--- DOCUMENT EXCERPT ---
# # # # #

Introduction

Emulation is a technique that could be very handy and effective when we have to deal with malware triage, configuration extractor and deobfuscate part of the code without rewriting complex algorithms. Even if it seems magic (and it’s not unfortunately) it’s still not possible to apply emulation on random code. However, if applied correctly this method could really speed up our malware analysis and triage. Through this blogpost I would like to give an overview about emulation usage and apply it in a real case scenario.

Recently, I followed a twitter warning about Vidar malware in the wild and eager to revalidate an IDA-python script to deobfuscate strings, I immediately jumped into it. However, extracting that sample it was pretty obvious that I was dealing with another stealer, called MarsStealer. Since I did have a lot of information about that sample, I thought that could be a good choice to experiment with emulation. The result was quite promising and because of that I want to take this occasion to show a few basic emulations that could, hopefully, help someone else to speed up its analysis.

Payload extraction

Opening up in IDA the original sample, it was clear that a lot of strings were actually obfuscated and the code was partially packed, because of the references to jumps or calls towards registries and un-initialized DWORD.

# # # # #

--- RAW DATA ---
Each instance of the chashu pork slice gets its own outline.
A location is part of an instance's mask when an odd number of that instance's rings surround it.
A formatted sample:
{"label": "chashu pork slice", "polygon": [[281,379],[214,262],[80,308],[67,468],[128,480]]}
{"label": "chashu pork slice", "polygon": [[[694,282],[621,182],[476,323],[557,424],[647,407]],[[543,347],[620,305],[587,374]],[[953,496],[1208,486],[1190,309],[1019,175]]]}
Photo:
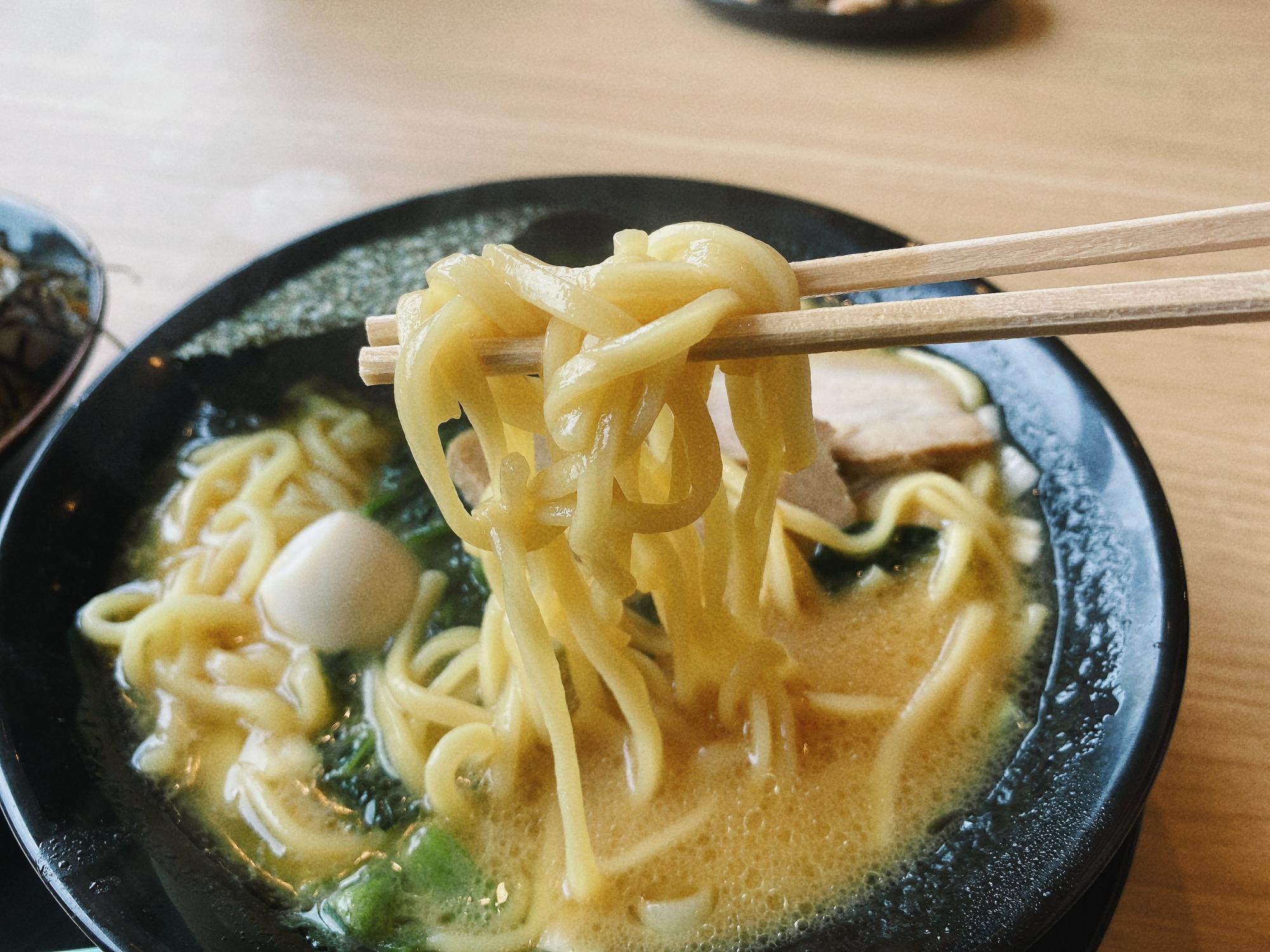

# # # # #

--- TASKS AND EXERCISES ---
1/ Rewrite the rows about chashu pork slice outlines as a numbered list, skipping blank lines and leaving out the picture.
2/ Extend the blog post on malware emulation past its last sentence.
The rows bear no relation to the blog post on malware emulation.

--- RESPONSE LIST ---
1/
1. Each instance of the chashu pork slice gets its own outline.
2. A location is part of an instance's mask when an odd number of that instance's rings surround it.
3. A formatted sample:
4. {"label": "chashu pork slice", "polygon": [[281,379],[214,262],[80,308],[67,468],[128,480]]}
5. {"label": "chashu pork slice", "polygon": [[[694,282],[621,182],[476,323],[557,424],[647,407]],[[543,347],[620,305],[587,374]],[[953,496],[1208,486],[1190,309],[1019,175]]]}
6. Photo:

2/
Figure 1: MarsStealer packed code

Figure 1: MarsStealer packed code

In order to extract the actual payload that will contain a deobfuscation string routine and additional code, it’s necessary to go for dynamic analysis and speed up our extraction. As always one of the quickest methods to extract unpacked information is to look for VirtualAlloc and VirtualProtect.

Figure 2: Unpacked payload retrieved

Figure 2: Unpacked payload retrieved

Deobfuscation routine analysis

Since that our purpose is to find out code to emulate, we could look for a deobfuscation routine within the payload extracted. Our search won’t last long because, almost immediately after the VirtualProtect call the malware jumps directly to the allocated memory, starting the name resolving routine.

Figure 3: Deobfuscation wrapper

Figure 3: Deobfuscation wrapper

The highlighted function is a wrapper that contains the actual routine. The code is quite easy to spot because of the three push instructions. Opening the payload in IDA, it’s possible to go a little bit deeper and explore the deobfuscation routine, reconstructing its signature and from that point, understanding the function flow.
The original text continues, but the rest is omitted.